* Goal:
Restate every line of the material, word for word.

* Input for this task:
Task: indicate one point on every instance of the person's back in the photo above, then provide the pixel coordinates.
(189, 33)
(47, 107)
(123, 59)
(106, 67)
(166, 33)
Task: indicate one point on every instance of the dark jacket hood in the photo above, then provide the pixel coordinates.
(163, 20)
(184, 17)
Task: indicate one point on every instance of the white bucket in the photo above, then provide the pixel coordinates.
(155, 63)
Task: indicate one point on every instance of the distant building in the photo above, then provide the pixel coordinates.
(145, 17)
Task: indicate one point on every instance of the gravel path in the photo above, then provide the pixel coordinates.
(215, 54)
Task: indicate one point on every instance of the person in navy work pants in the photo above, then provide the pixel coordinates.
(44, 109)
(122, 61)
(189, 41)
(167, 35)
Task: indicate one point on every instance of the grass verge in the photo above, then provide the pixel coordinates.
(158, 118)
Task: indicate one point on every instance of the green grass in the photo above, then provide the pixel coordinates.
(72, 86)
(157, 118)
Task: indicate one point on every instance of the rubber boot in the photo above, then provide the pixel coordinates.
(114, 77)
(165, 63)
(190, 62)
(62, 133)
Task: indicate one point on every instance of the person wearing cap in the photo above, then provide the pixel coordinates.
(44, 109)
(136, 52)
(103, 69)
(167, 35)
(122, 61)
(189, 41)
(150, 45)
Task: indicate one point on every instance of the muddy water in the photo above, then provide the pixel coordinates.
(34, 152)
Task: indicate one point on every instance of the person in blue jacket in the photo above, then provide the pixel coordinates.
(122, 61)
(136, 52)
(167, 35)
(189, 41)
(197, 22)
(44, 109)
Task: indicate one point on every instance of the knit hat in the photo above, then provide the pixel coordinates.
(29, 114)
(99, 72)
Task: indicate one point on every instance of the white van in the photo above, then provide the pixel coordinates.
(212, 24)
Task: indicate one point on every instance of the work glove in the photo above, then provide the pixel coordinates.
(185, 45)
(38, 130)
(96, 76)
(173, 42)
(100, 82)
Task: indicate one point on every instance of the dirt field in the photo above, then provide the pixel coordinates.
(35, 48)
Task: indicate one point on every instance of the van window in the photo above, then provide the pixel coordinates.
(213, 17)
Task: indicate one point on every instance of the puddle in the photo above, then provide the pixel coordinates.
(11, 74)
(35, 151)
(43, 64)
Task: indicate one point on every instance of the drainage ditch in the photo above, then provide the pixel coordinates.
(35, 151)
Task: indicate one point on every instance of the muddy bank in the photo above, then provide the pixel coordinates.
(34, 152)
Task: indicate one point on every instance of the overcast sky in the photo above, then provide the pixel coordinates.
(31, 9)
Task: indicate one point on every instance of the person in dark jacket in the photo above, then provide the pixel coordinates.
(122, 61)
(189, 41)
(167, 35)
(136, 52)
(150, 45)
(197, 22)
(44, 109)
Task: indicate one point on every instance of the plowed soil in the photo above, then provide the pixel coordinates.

* Answer to this problem:
Task: indicate one point on every instance of the person's back in the photo above, then provide the pixel coordinates.
(189, 33)
(47, 107)
(123, 59)
(106, 67)
(166, 33)
Task: indicate one point on every instance of the dark jacket hood in the photo above, then provide the pixel coordinates.
(163, 20)
(184, 17)
Task: indicate one point on every instance of the white bucket in the photo above, then provide the pixel coordinates.
(155, 63)
Task: indicate one point on every instance of the distant building in the photo above, then provide the pixel coordinates.
(145, 17)
Task: indicate one point on every instance of the gravel path in the photo above, then provide the pixel coordinates.
(215, 54)
Task: indicate one point on every instance of the person in navy work pants in the photo above, then provide the pixel coordinates.
(44, 109)
(122, 61)
(189, 41)
(167, 35)
Task: indicate one point on every instance of the grass verge in the photo above, then provide the pixel coordinates.
(158, 118)
Task: indicate one point on every instance of the green grass in the photo above, then provide the pixel coordinates.
(72, 86)
(157, 118)
Task: indicate one point on every instance of the rubber boot in the photo above, then provide the pixel coordinates.
(114, 77)
(165, 63)
(190, 62)
(62, 133)
Task: indicate one point on every instance of the person wearing cap in the photo above, then provide the pixel coordinates.
(44, 109)
(136, 52)
(103, 69)
(167, 35)
(122, 61)
(189, 41)
(150, 45)
Task: indicate one point on every instance of the muddy water in the photo above, then provide the pixel coordinates.
(34, 152)
Task: indicate one point on every instance of the person in blue jacket in the photo above, then provide the pixel coordinates.
(122, 61)
(136, 52)
(167, 35)
(189, 41)
(197, 22)
(44, 109)
Task: indicate one point on every instance of the knit hat in the photo above, then provide the pixel coordinates.
(29, 114)
(99, 72)
Task: indicate one point on every instance of the white van in the photo above, then provide the pixel coordinates.
(212, 24)
Task: indicate one point on every instance of the work glove in the photo above, then provide the pixel coordinates.
(185, 45)
(38, 130)
(96, 76)
(173, 42)
(100, 82)
Task: indicate one point on every instance of the dirt field in the photo above, then provide the pixel coordinates.
(35, 48)
Task: indicate one point on every instance of the van window in the photo above, then provide the pixel coordinates.
(213, 17)
Task: indicate one point on every instance of the puddle in the photo above, then provide the pixel coordinates.
(11, 74)
(35, 151)
(43, 64)
Task: indicate one point on every instance of the drainage ditch in the photo above, then provide the pixel coordinates.
(35, 151)
Task: indicate one point on every instance of the muddy bank in the photo above, then provide the pixel coordinates.
(34, 152)
Task: indicate one point on every instance of the overcast sky in the photo above, then provide the pixel coordinates.
(31, 9)
Task: indicate one point on every instance of the person in dark jacket in the photo above, then provide the pixel coordinates.
(122, 61)
(189, 41)
(167, 35)
(136, 52)
(150, 45)
(197, 22)
(44, 109)
Task: indicate one point on every instance of the plowed soil in the photo above, then provide the pixel coordinates.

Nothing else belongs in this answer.